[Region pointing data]
■ ■ ■ ■
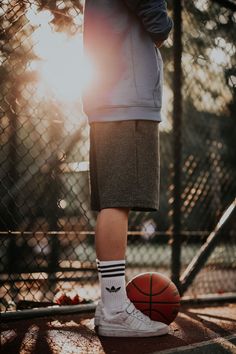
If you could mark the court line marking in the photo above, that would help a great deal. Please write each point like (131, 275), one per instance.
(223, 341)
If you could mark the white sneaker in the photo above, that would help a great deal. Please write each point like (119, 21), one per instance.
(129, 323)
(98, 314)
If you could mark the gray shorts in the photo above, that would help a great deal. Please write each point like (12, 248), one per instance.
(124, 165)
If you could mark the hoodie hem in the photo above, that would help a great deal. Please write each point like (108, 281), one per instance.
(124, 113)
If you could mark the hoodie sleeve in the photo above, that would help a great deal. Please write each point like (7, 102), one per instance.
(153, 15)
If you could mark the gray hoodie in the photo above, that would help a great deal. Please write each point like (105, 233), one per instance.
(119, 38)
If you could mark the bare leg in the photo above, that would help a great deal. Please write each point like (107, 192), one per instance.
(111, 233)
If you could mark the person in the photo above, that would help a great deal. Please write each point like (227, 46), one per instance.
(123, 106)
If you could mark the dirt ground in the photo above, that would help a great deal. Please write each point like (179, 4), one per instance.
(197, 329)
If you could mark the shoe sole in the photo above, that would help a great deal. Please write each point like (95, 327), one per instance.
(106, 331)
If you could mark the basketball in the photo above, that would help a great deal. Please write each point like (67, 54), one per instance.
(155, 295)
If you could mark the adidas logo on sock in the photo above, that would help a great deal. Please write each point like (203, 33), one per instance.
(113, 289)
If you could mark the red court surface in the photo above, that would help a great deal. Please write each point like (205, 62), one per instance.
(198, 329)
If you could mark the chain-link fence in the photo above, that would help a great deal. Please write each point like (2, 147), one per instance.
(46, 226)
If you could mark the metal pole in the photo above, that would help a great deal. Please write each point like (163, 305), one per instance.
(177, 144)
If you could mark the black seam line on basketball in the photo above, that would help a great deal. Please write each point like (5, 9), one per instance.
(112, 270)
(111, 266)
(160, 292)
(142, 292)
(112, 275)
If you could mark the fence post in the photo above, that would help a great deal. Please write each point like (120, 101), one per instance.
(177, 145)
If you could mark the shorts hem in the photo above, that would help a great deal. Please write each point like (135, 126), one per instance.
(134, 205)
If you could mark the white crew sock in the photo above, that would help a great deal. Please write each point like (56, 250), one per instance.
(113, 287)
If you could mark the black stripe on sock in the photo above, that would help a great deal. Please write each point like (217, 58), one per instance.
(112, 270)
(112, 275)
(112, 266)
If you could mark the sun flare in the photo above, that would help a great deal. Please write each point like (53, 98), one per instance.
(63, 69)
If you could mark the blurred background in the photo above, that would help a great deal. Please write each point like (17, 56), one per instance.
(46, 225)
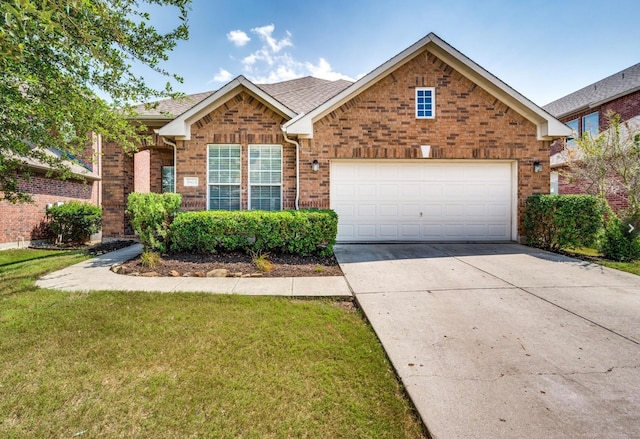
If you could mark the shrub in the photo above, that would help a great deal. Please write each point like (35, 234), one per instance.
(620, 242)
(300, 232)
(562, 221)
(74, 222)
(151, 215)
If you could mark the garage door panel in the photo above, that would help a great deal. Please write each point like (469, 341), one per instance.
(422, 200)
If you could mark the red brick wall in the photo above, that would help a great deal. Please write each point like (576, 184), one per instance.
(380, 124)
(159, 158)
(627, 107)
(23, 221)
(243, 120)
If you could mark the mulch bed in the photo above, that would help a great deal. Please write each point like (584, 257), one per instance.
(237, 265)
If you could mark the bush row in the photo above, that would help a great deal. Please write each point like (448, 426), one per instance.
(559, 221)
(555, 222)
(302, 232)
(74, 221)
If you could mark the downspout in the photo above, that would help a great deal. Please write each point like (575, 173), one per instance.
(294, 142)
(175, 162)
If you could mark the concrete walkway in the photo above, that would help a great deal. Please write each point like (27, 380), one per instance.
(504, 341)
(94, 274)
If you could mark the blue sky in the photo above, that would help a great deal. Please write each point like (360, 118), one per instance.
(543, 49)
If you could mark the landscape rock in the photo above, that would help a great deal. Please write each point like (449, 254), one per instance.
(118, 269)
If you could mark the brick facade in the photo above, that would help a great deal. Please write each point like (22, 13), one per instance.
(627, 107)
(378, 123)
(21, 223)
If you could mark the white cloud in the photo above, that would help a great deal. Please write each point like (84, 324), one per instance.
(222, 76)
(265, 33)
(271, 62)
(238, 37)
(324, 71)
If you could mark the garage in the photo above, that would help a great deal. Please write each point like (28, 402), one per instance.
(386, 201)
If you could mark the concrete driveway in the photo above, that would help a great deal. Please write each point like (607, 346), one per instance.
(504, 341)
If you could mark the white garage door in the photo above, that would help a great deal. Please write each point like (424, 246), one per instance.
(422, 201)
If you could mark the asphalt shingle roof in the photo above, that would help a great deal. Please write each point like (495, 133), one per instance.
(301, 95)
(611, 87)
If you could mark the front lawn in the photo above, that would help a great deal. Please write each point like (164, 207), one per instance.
■ ■ ■ ■
### What is required
Your copy should match the data exactly, apart from the images, which are dropped.

### Task output
If you could mark the court line marking in the photo above, that would help a great deal. Please write each point like (131, 275), one per instance.
(223, 341)
If you could mark the white sneaker in the photo above, that would help a great deal. Please write each point like (119, 21), one per instance.
(129, 323)
(98, 314)
If you could mark the gray shorts in the photo above, that would help a great deal. Please write each point like (12, 248), one per instance.
(124, 165)
If you could mark the hoodie hem in the photo above, that would help a great deal. Please write each point like (108, 281), one per instance.
(124, 113)
If you could mark the hoodie sleeve in the photo above, that would help a great deal. Please write each point like (7, 102), one per instance.
(153, 15)
If you could mark the gray hoodie in the photo above, that would help a great deal. Please write each point like (105, 233), one per instance.
(119, 38)
If you could mark the bare leg in the photo above, that would help a great deal. Please write each point like (107, 192), one per instance.
(111, 233)
If you could mark the person in the photo above, that would help a great deal. Please write each point like (227, 46), one per instance.
(123, 106)
If you could mark the dirt ground in the photo above, that would help a great deal. Please write each point like (179, 4), one per instance.
(197, 329)
If you could mark the shoe sole in the photo above, that would help a great deal. Please write each point like (95, 327), one per instance.
(106, 331)
If you could mark the basketball in the photo above, that would help a great deal. Please write each point like (67, 54), one per instance.
(155, 295)
If you could mark the adidas logo on sock in the photo above, that would help a great deal. Please write each point like (203, 33), one per instance.
(113, 289)
If you could mark the red court surface in the photo above, that would help a great deal. Please write each point like (205, 62), one per instance.
(198, 329)
If you could mark the chain-link fence in the photo above, that would help a great deal. Please write each point like (2, 147), one per instance.
(46, 226)
If you could mark the metal pole in the photo above, that would help a great deal. Please write each point like (163, 305), one per instance.
(177, 144)
If you could mark the black seam line on basketball in the photo above, that would help a great deal. Please write each point like (5, 9), one per instance.
(112, 270)
(111, 266)
(160, 292)
(142, 292)
(112, 275)
If you could mark the fence post in the photo above, that would help a great deal. Please write each point like (120, 101), one per instance.
(177, 145)
If you could mark the shorts hem in the photo above, that would help a great deal. Please write each point like (135, 126), one per instance.
(134, 205)
If you could mark the white crew sock in the photo above, that would help a great deal. Please write each point like (56, 250), one per instance.
(113, 287)
If you could mark the black stripe on sock in the photo above, that would help a great deal. Please write each point like (217, 58), one per instance.
(112, 270)
(112, 275)
(112, 266)
If you could mark the sun flare in the photo above, that would help a great deal. Please write each point like (53, 98), one per instance.
(63, 69)
If you could mark the blurred background in the photo above, that would help a great deal. Please write each point like (17, 56), one per instance.
(46, 225)
If you could mark the shrub in the photo above, that would help a great deal. Please write each point like (35, 234), one per instance.
(620, 242)
(300, 232)
(562, 221)
(74, 222)
(151, 215)
If you could mark the garage door panel in the photo above, that would help a great deal. Please write each point like (469, 341), one per instance.
(422, 200)
If you could mark the red brick wall in the photo above, that would help a great deal. Please write each point like (576, 184), one per instance.
(380, 124)
(159, 158)
(627, 107)
(23, 221)
(243, 120)
If you could mark the mulch bed in the photo above, that would help a great deal. Please write each point like (584, 257), one per instance.
(237, 265)
If you could mark the bush row in the photo above, that would help a great deal. Please write each point like (448, 426), one per instance.
(559, 221)
(555, 222)
(302, 232)
(74, 221)
If you could mark the downspout in the photo above, that would help a great deal. Please write each point like (575, 173), one per instance.
(294, 142)
(175, 162)
If you could mark the concrete walkway in the photo above, that would help a great deal. Please write each point like (27, 380), one per instance.
(504, 341)
(94, 274)
If you could mark the blue sky in the photo above, that would help a great deal. Please write each point like (360, 118), one per instance.
(543, 49)
If you could mark the landscape rock in the photo above, that would help a great deal. Please write each point like (449, 254), one per instance.
(118, 269)
If you could mark the brick facade in the photo above, that would help a great deal. Please write each point like (22, 13), one per instance.
(627, 107)
(378, 123)
(21, 223)
If you could mark the white cloud in the photo above, that would help a great deal. Please write each point like (84, 324), one per instance.
(222, 76)
(265, 33)
(271, 62)
(238, 37)
(324, 71)
If you could mark the garage in the photo above, that would help a great deal. Please write each point like (28, 402), one per instance.
(386, 201)
If you could mark the concrete driveway in the photo above, that would help a great deal. Please write each point like (607, 346), one per instance.
(504, 341)
If you could mark the white garage door in the photo above, that would help a great deal. Please write each point like (424, 246), one per instance.
(422, 201)
If you could mark the asphalt shingle roof in the photo above, that would help a great deal. Please write each point like (495, 133), one per instance.
(301, 95)
(611, 87)
If you could mark the front lawn in the photo above, that would help a great deal. Please write each point like (164, 207), one per instance.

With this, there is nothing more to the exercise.